[Records from a data source]

--------------------

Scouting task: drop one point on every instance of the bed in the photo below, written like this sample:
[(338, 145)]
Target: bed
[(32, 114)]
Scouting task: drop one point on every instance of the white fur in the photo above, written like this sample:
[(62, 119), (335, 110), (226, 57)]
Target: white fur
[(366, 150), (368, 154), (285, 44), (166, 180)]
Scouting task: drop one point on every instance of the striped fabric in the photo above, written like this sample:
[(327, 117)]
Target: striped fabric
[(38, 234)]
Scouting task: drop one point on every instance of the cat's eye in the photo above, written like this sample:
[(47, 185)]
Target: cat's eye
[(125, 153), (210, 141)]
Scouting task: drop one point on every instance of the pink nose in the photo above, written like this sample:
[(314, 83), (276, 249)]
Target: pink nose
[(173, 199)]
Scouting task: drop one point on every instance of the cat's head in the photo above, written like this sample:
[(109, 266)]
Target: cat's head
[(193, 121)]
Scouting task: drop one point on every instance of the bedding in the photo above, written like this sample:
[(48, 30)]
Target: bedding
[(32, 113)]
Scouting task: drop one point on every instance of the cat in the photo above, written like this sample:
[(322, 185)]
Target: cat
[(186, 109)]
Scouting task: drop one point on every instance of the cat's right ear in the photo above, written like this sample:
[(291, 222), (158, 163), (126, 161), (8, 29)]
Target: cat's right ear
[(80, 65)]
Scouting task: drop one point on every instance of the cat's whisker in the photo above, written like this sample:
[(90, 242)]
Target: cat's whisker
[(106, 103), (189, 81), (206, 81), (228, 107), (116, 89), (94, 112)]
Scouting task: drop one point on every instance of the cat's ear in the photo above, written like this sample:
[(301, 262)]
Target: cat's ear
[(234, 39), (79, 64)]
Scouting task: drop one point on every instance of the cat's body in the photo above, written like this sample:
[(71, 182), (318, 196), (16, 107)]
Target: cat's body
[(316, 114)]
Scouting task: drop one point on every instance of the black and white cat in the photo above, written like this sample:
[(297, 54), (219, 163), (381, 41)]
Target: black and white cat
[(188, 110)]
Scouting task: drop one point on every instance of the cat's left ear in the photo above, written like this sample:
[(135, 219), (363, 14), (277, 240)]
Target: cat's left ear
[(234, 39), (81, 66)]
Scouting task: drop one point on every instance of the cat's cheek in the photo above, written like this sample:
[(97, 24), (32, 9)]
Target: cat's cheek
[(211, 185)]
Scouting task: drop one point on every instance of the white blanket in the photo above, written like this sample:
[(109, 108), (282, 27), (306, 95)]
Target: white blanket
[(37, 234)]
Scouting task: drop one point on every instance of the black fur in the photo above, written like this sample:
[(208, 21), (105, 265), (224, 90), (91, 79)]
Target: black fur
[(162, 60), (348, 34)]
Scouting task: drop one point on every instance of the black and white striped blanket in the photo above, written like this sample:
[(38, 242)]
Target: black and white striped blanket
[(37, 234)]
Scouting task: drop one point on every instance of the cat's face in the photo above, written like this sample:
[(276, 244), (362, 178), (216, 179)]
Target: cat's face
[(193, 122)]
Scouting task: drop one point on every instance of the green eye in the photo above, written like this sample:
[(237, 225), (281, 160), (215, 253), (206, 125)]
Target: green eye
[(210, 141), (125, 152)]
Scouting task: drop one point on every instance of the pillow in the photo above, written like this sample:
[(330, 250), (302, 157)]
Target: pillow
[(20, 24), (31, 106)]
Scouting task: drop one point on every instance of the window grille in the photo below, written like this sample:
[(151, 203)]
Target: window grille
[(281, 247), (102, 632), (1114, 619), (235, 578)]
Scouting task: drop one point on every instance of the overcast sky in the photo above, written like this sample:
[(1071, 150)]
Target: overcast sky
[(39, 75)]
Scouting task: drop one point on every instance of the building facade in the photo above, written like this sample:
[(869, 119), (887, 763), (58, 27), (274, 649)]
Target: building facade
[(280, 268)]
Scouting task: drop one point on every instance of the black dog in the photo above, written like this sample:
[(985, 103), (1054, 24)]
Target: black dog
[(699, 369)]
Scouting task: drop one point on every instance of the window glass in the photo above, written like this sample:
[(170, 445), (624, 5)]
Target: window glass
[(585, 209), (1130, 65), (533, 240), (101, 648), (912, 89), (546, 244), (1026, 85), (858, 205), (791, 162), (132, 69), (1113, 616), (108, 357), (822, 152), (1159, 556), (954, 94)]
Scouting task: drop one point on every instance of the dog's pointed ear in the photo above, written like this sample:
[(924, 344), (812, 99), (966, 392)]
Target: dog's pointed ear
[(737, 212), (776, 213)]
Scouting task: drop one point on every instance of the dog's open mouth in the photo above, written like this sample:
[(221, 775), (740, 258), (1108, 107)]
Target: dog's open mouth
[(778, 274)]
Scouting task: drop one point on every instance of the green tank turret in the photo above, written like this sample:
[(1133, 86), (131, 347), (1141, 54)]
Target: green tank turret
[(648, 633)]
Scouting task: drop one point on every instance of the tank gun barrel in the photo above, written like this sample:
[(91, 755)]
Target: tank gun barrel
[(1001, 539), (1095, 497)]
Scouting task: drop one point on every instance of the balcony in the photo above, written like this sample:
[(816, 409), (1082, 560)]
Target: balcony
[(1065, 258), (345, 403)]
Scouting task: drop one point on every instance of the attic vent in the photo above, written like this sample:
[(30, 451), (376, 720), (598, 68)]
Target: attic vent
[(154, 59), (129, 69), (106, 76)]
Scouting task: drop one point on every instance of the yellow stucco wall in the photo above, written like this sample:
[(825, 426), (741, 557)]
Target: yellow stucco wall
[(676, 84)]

--------------------

**WORK REQUIRED**
Write all the records out again. Nothing may differ from the original.

**PROBLEM SOLUTION**
Scouting task: drop one point on every instance of the bed in the photo below, written like this sample:
[(338, 145)]
Target: bed
[(32, 114)]
Scouting task: drop one point on every instance of the white fur in the photo above, written like this sample:
[(62, 119), (335, 110), (226, 57)]
Target: white fur
[(366, 150), (368, 154), (285, 44), (166, 180)]
Scouting task: drop one point on every instance of the striped fabric in the photo above, written like this sample:
[(327, 117)]
Target: striped fabric
[(38, 234)]
Scouting task: drop one point on every instance of the cat's eye in the photo above, written like this sample:
[(47, 185)]
Target: cat's eye
[(125, 153), (210, 141)]
Scouting task: drop one point on every instance of the pink nose in the photo above, written like this sample:
[(314, 83), (276, 249)]
Target: pink nose
[(173, 199)]
Scouting task: drop one point on every instance of the cat's head in the photo above, written like this sample:
[(109, 266)]
Target: cat's head
[(193, 121)]
Scouting task: drop one point on every instance of the bedding in the photo above, written like this sample:
[(48, 30)]
Target: bedding
[(32, 113)]
Scouting task: drop one point on every instance of the cat in the photo above, written like this sample:
[(322, 185)]
Target: cat
[(186, 109)]
Scouting task: drop one point on every instance of the cat's right ear in the photo above, written like this sample:
[(291, 222), (158, 163), (126, 161), (8, 29)]
Target: cat's right ear
[(80, 65)]
Scouting task: drop one point on every instance of the cat's whisker in the photo above, written like this sample:
[(90, 242)]
Target: cat's whisker
[(106, 103), (189, 81), (206, 81), (228, 107), (116, 89), (94, 112)]
Scouting task: drop one point on every instance of the cat's ear in the photo above, written like this sample:
[(301, 262)]
Target: cat's ear
[(234, 39), (79, 64)]
Scouting task: drop one point on every instance of the cat's body in the photo above, written like this sample:
[(71, 182), (318, 196), (16, 107)]
Target: cat's body
[(316, 114)]
Scouting task: drop one point on every instance of the black and white cat in the photo above, written like this sample:
[(297, 54), (219, 163), (381, 41)]
Target: black and white cat
[(188, 110)]
Scouting task: drop one point on every instance of the cat's left ear in the photo above, written like this sample:
[(135, 219), (363, 14), (277, 240)]
Target: cat's left ear
[(234, 39), (81, 66)]
Scouting task: drop one point on every instance of the cat's cheek in the photo above, written like this sample:
[(97, 24), (32, 9)]
Target: cat's cheek
[(211, 185)]
Scouting task: drop one point on every instance of the white blanket in the photo above, written like this sample:
[(109, 108), (282, 27), (306, 95)]
Target: white blanket
[(37, 234)]
Scouting task: drop one point on every instance of the black fur in the photo above, written like this sample:
[(208, 21), (105, 265), (224, 90), (91, 79)]
Target: black fur
[(162, 60), (348, 34)]
Scouting task: drop one point on every instance of the black and white striped blanket in the photo above, written like this sample:
[(38, 242)]
Target: black and white striped blanket
[(37, 234)]
Scouting task: drop one point on every instance of the cat's face in the photo above, written like this sample:
[(276, 244), (362, 178), (216, 179)]
Target: cat's face
[(193, 122)]
Scouting task: drop one point on every instance of the green eye in the photo above, written like this sample:
[(237, 225), (281, 160), (215, 253), (206, 125)]
Target: green eye
[(210, 141), (125, 152)]
Scouting task: drop one point on every instance of the pillow in the photo above, written like this sample:
[(330, 250), (302, 157)]
Target: pillow
[(20, 24), (31, 106)]
Scouting task: drop one point on every instance of the window grille in the photo below, written like this sample:
[(151, 203)]
Target: window grille
[(281, 247), (102, 632), (1114, 619), (235, 578)]
Scouting task: drop one point on every instance of the overcast sky in the photo above, written like this sample:
[(1071, 150)]
Target: overcast sky
[(39, 75)]
Scouting task: drop one point on every instance of the building facade in the photo above, written like this sample:
[(869, 119), (887, 763), (58, 27), (274, 649)]
Target: building facade
[(280, 268)]
Scouting task: drop one point on every instance of the black dog in the photo above, written like this sample:
[(985, 103), (1054, 24)]
Target: black dog
[(699, 369)]
Scouting task: drop one point on every instance of the window glass in the photo above, written like this sample:
[(170, 445), (624, 5)]
Target: window glass
[(585, 209), (1130, 65), (533, 240), (101, 648), (912, 89), (546, 244), (1026, 85), (858, 205), (791, 162), (132, 69), (1113, 616), (108, 357), (822, 152), (1159, 556), (954, 94)]
Scouting task: drop one point on every instance of the dog's pointed ear in the photo above, written like this sample:
[(924, 344), (812, 99), (966, 392)]
Target: dog's pointed ear
[(737, 212), (776, 213)]
Scouting task: drop one point on every instance of the dog's open mouth in the photo above, written like this sample:
[(221, 775), (740, 258), (1108, 107)]
Target: dog's open mouth
[(778, 274)]
Scouting task: drop one point on every instance of the green tank turret in the photo above, written like this sample:
[(1133, 86), (131, 347), (1141, 54)]
Target: green tank turret
[(648, 633)]
Scouting task: drop one point on every instance of the tank gun barrel in the photo above, written like this sample:
[(91, 755)]
Target: tank gun barrel
[(1001, 539), (1095, 497)]
Scouting task: drop one point on every instance of the balcony in the photo above, written like this sample:
[(816, 409), (1082, 560)]
Target: balcony
[(1065, 258), (345, 403)]
Scouting task: drop one point on every instance of the attic vent in the photo above, written like this sample:
[(30, 451), (376, 720), (598, 68)]
Target: attic vent
[(154, 59), (129, 69), (106, 76)]
Scouting task: drop one point on every instance of the yellow stucco wall in the photo above, written like this sample:
[(825, 426), (741, 557)]
Target: yellow stucco wall
[(676, 84)]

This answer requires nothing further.